[start]
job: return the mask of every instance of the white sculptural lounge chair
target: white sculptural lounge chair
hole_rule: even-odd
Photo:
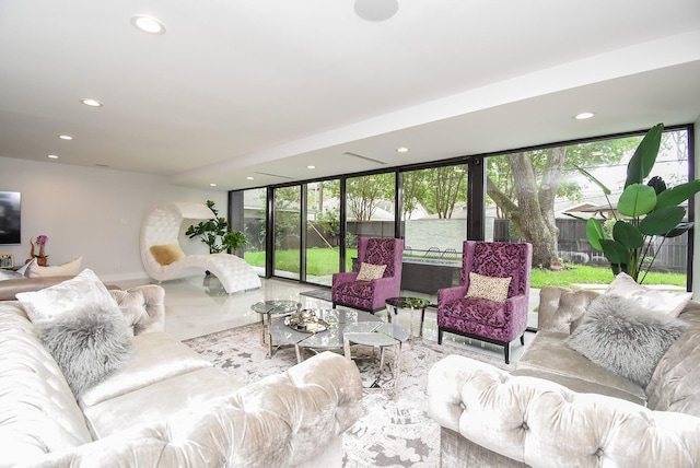
[[[231,294],[260,288],[260,277],[244,259],[231,254],[185,255],[178,237],[185,220],[214,218],[201,203],[166,202],[154,207],[141,225],[141,259],[151,278],[167,281],[210,271]]]

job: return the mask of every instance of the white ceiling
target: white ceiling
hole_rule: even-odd
[[[399,2],[2,0],[0,156],[225,190],[700,116],[698,0]]]

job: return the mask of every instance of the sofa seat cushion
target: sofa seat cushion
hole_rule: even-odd
[[[646,405],[644,388],[569,348],[564,342],[568,336],[558,331],[538,331],[513,374],[538,376],[574,391],[608,395]]]
[[[31,464],[91,441],[73,393],[19,302],[0,303],[0,465]]]
[[[452,327],[451,319],[466,320],[474,324],[486,325],[490,328],[503,328],[505,326],[505,304],[487,299],[459,297],[443,311],[445,327]]]
[[[164,332],[137,335],[131,342],[136,350],[131,361],[80,395],[78,401],[83,410],[156,382],[213,365]]]
[[[208,406],[242,386],[219,368],[199,368],[84,408],[85,421],[93,437],[103,438],[139,424],[164,421],[174,413],[203,413]]]

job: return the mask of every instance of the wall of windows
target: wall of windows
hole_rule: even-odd
[[[691,126],[684,126],[664,133],[652,175],[661,175],[669,187],[689,178],[691,131]],[[332,272],[352,268],[357,237],[365,235],[404,237],[405,265],[458,262],[462,242],[469,238],[530,242],[535,267],[606,268],[603,255],[586,239],[585,220],[614,213],[600,188],[581,171],[605,183],[612,191],[609,199],[617,200],[627,162],[642,134],[272,187],[273,209],[266,222],[273,220],[275,229],[265,232],[272,232],[273,247],[268,241],[267,253],[275,261],[266,276],[328,285]],[[246,200],[255,190],[245,190]],[[264,212],[261,207],[259,213]],[[655,269],[680,273],[689,282],[690,238],[686,233],[655,241],[650,250]],[[256,261],[259,267],[259,258]]]

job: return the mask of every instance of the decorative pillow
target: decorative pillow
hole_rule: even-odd
[[[16,299],[32,321],[50,319],[86,306],[119,311],[107,288],[89,269],[52,286],[18,293]]]
[[[78,257],[74,260],[68,261],[63,265],[57,265],[55,267],[39,267],[33,264],[30,267],[30,278],[46,278],[46,277],[74,277],[80,273],[80,267],[83,262],[83,257]]]
[[[384,277],[384,270],[386,270],[386,265],[372,265],[365,264],[364,261],[360,266],[360,272],[358,273],[358,281],[372,281],[378,280]]]
[[[124,316],[113,307],[82,305],[71,314],[38,321],[36,329],[75,397],[133,356]]]
[[[24,276],[24,277],[28,277],[30,276],[30,270],[32,269],[32,266],[36,264],[36,258],[32,258],[30,261],[27,261],[26,264],[24,264],[22,267],[20,267],[20,269],[18,269],[18,273]]]
[[[603,294],[565,342],[594,363],[646,387],[656,364],[688,325],[633,300]]]
[[[494,278],[469,272],[469,289],[466,297],[504,303],[508,299],[508,289],[511,285],[511,277]]]
[[[0,270],[0,281],[3,280],[19,280],[20,278],[24,278],[24,274],[18,273],[13,270]]]
[[[185,257],[185,253],[177,244],[153,245],[150,248],[151,255],[161,265],[171,265]]]
[[[641,307],[672,317],[677,317],[692,297],[692,293],[661,291],[637,284],[627,273],[618,273],[605,290],[605,294],[634,300]]]

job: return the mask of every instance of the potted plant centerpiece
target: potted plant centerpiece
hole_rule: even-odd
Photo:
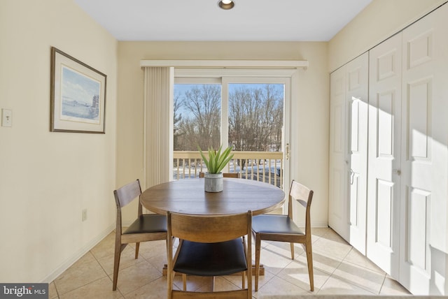
[[[227,163],[233,158],[231,153],[232,147],[230,146],[223,151],[223,145],[219,147],[218,152],[209,147],[209,159],[205,156],[200,147],[199,152],[202,156],[202,160],[207,168],[207,172],[204,175],[204,187],[206,192],[220,192],[223,191],[223,173],[221,170]]]

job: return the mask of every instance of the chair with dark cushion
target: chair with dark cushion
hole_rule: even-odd
[[[137,219],[124,232],[122,228],[121,208],[141,194],[140,181],[136,180],[113,191],[117,205],[117,227],[115,238],[115,258],[113,260],[113,282],[112,289],[117,289],[118,268],[121,251],[129,243],[135,244],[135,258],[139,257],[141,242],[167,240],[167,217],[158,214],[143,214],[139,200]]]
[[[258,291],[258,271],[261,240],[288,242],[290,243],[291,258],[294,259],[294,243],[304,246],[308,263],[308,274],[311,291],[314,290],[313,277],[313,254],[311,240],[310,208],[313,191],[293,180],[288,202],[288,214],[265,214],[254,216],[252,219],[252,232],[255,235],[255,290]],[[293,199],[305,207],[304,231],[293,221]]]
[[[168,212],[168,298],[252,298],[251,222],[252,212],[227,215],[190,215]],[[247,235],[247,242],[244,236]],[[173,239],[179,245],[173,256]],[[181,273],[183,290],[173,290],[174,274]],[[194,292],[186,275],[212,277],[242,274],[239,290]],[[244,274],[247,275],[245,288]]]

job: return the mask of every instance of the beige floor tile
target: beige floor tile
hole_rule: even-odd
[[[141,243],[139,251],[141,256],[160,271],[167,263],[166,240],[160,240]]]
[[[326,233],[313,243],[313,251],[316,250],[328,254],[340,260],[344,259],[351,250],[352,247],[335,233]]]
[[[293,261],[276,276],[286,282],[290,282],[304,290],[309,291],[309,275],[306,259],[304,261]],[[315,293],[322,287],[330,276],[330,274],[314,269],[314,292]]]
[[[368,269],[370,269],[372,271],[375,271],[379,273],[384,273],[384,271],[381,270],[379,267],[375,265],[368,258],[362,255],[355,248],[353,248],[350,252],[349,252],[349,254],[347,254],[344,261],[356,264],[361,267],[367,268]]]
[[[342,262],[335,270],[332,277],[346,280],[374,294],[379,294],[384,282],[386,273],[377,272],[370,269],[349,263]]]
[[[109,254],[108,256],[104,256],[102,258],[98,258],[98,263],[104,269],[106,273],[108,275],[113,274],[113,259],[114,253]],[[121,256],[120,257],[120,268],[119,271],[126,269],[128,267],[136,265],[139,263],[146,261],[140,254],[139,254],[139,258],[135,258],[135,249],[130,246],[127,246],[126,248],[121,252]]]
[[[375,295],[364,289],[332,276],[319,290],[318,295]]]
[[[269,271],[265,271],[264,275],[258,276],[258,289],[266,284],[270,280],[274,278],[275,275]],[[255,274],[253,275],[253,289],[255,289]]]
[[[239,286],[236,286],[232,284],[229,280],[223,278],[223,277],[216,277],[215,278],[215,291],[234,291],[239,290],[241,289],[241,275],[239,276]],[[202,288],[200,288],[197,290],[200,292],[204,292],[210,291],[209,287],[208,286],[204,286]]]
[[[177,289],[177,288],[174,288]],[[167,277],[158,278],[127,294],[126,299],[160,299],[167,298]]]
[[[120,270],[117,288],[126,296],[161,277],[162,273],[145,261]]]
[[[60,299],[122,298],[122,294],[112,291],[112,281],[108,277],[96,280],[59,296]]]
[[[55,279],[55,285],[60,297],[62,294],[105,277],[107,275],[103,268],[93,255],[88,252]]]
[[[276,274],[288,265],[291,260],[290,253],[281,249],[279,245],[281,242],[270,244],[265,248],[261,249],[260,254],[260,264],[263,265],[266,271]],[[280,251],[280,253],[279,253]],[[253,260],[255,262],[255,253],[253,255]]]
[[[58,296],[55,283],[52,282],[51,284],[48,284],[48,299],[53,299],[57,298],[58,298]]]
[[[306,254],[302,254],[296,261],[307,263]],[[342,260],[335,258],[328,252],[321,252],[313,248],[313,268],[329,275],[332,274],[341,264]]]
[[[386,276],[383,286],[379,291],[379,295],[384,296],[412,296],[403,286],[397,281]]]
[[[258,288],[258,291],[253,294],[255,298],[262,298],[269,295],[300,295],[309,293],[307,291],[277,277],[272,277],[265,285]]]
[[[265,271],[265,275],[260,276],[259,291],[253,293],[253,298],[287,295],[298,298],[306,294],[410,295],[330,228],[313,228],[312,233],[314,292],[309,291],[307,259],[301,245],[295,245],[293,261],[289,243],[262,241],[260,263]],[[134,245],[129,245],[121,258],[118,289],[112,292],[114,241],[115,232],[112,232],[50,284],[49,298],[166,298],[167,278],[162,275],[167,263],[166,241],[141,243],[137,260],[134,258]],[[188,277],[187,282],[189,291],[211,289],[210,277]],[[215,284],[216,290],[237,289],[241,287],[241,276],[217,277]],[[255,289],[255,276],[253,287]],[[181,288],[181,276],[176,275],[174,289]]]
[[[179,289],[183,289],[182,275],[175,275],[174,285]],[[206,287],[207,290],[211,290],[211,277],[200,276],[187,276],[187,291],[195,291],[200,289]],[[174,289],[173,287],[173,289]]]

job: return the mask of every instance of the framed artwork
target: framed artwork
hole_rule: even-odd
[[[104,133],[107,76],[51,48],[50,131]]]

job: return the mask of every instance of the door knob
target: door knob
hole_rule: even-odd
[[[392,173],[397,175],[401,175],[401,170],[400,169],[393,169]]]

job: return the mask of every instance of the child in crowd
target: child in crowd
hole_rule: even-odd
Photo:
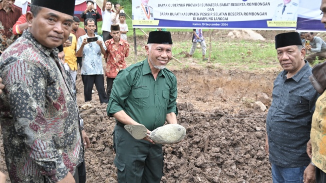
[[[124,13],[120,13],[119,14],[119,20],[120,23],[120,31],[121,32],[121,38],[127,40],[127,32],[128,32],[128,25],[126,24],[126,14]]]

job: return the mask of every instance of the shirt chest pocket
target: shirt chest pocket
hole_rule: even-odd
[[[168,106],[169,104],[169,98],[170,98],[170,92],[167,90],[163,90],[162,91],[162,95],[164,98],[163,104],[164,107]]]
[[[285,111],[294,116],[301,115],[309,111],[309,101],[303,96],[289,94],[284,98]]]
[[[149,107],[149,90],[135,90],[132,91],[135,100],[135,106],[139,108],[147,109]]]

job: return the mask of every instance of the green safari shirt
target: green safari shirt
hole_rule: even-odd
[[[114,79],[106,112],[121,110],[150,130],[164,124],[166,114],[178,114],[177,78],[166,68],[154,80],[147,58],[121,70]]]

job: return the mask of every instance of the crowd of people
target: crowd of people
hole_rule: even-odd
[[[177,123],[177,78],[165,68],[172,58],[170,32],[150,32],[144,48],[147,58],[126,68],[130,46],[120,4],[113,10],[111,2],[103,2],[102,38],[97,33],[101,16],[92,0],[86,1],[81,14],[84,29],[73,16],[74,0],[53,2],[34,0],[30,12],[23,15],[12,6],[14,0],[0,1],[0,15],[16,18],[14,24],[0,16],[4,28],[13,30],[1,35],[0,48],[0,123],[10,181],[86,182],[84,152],[90,142],[76,100],[79,64],[85,102],[92,100],[95,84],[100,102],[107,104],[108,116],[116,119],[113,134],[118,182],[160,182],[162,146],[149,134],[165,122]],[[326,24],[326,0],[321,10]],[[303,45],[307,40],[310,44]],[[190,54],[200,42],[206,60],[201,29],[193,30],[192,42]],[[306,56],[307,50],[323,56],[326,45],[312,32],[275,37],[284,70],[274,82],[266,119],[265,150],[273,182],[326,182],[326,92],[321,94],[315,89],[309,64],[315,58]],[[127,124],[144,126],[147,136],[135,139],[124,128]],[[0,182],[5,179],[0,172]]]

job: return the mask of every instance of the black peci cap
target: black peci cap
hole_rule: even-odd
[[[55,10],[63,14],[73,16],[75,10],[75,0],[34,0],[28,6],[37,6]]]
[[[172,44],[171,32],[168,31],[152,31],[149,32],[147,44],[151,43]]]
[[[298,32],[282,33],[275,36],[275,49],[292,45],[302,45],[301,38]]]
[[[111,25],[111,31],[120,30],[120,26],[118,24],[113,24]]]

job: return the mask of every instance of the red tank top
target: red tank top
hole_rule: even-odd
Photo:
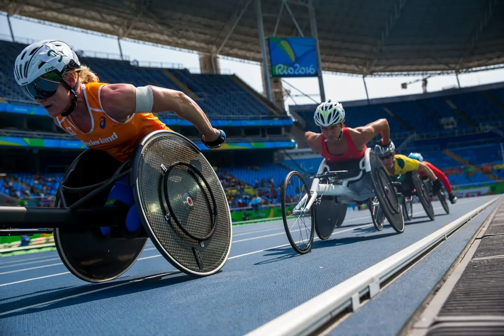
[[[357,147],[353,143],[352,138],[350,138],[350,132],[346,127],[343,128],[343,133],[345,133],[345,137],[347,139],[347,143],[348,144],[348,150],[343,154],[340,155],[333,155],[329,153],[327,150],[327,145],[326,144],[326,138],[324,135],[322,137],[322,157],[332,162],[337,161],[351,161],[355,160],[360,160],[364,157],[364,152],[367,147],[364,145],[364,149],[362,151],[357,149]]]

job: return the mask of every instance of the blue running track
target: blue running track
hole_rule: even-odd
[[[0,257],[0,335],[243,335],[495,197],[459,199],[449,215],[434,202],[433,221],[415,204],[400,234],[386,223],[376,231],[367,210],[349,211],[331,238],[303,255],[281,221],[234,226],[229,260],[201,279],[177,271],[150,242],[124,275],[97,284],[71,274],[55,250]],[[397,333],[496,204],[330,334]]]

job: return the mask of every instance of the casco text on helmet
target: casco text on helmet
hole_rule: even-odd
[[[417,161],[420,161],[420,162],[423,162],[423,157],[419,153],[410,153],[408,157],[410,159],[413,159]]]
[[[376,145],[374,146],[374,153],[378,156],[384,156],[388,154],[391,154],[396,151],[396,146],[392,141],[388,146],[383,146]]]
[[[80,65],[68,44],[44,40],[30,44],[19,54],[14,63],[14,77],[18,85],[23,86],[47,73],[56,71],[62,75],[69,68]]]
[[[341,104],[330,99],[317,106],[313,120],[321,127],[335,125],[345,120],[345,110]]]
[end]
BRIEF:
Can you lay out the entries, starting at the first one and ending at the line that contains "[[[399,2],[2,0],[0,156],[225,190],[700,116],[698,0]]]", as a two-column CSV with columns "entry" and "mask", one row per entry? Put each entry's text and its answer in their own quoted fields, turn line breaks into spaces, and leave out the pictures.

FINISHED EXERCISE:
entry,mask
"job: return the mask of every instance of the white sculptural lounge chair target: white sculptural lounge chair hole_rule: even-odd Photo:","[[[231,294],[260,288],[260,277],[244,259],[231,254],[185,255],[178,237],[185,220],[214,218],[201,203],[166,202],[154,207],[141,225],[141,259],[151,278],[167,281],[210,271]]]"
"job: return the mask of every instance of the white ceiling target: white ceiling hole_rule: even-odd","[[[399,2],[2,0],[0,156],[225,190],[700,116],[698,0]]]"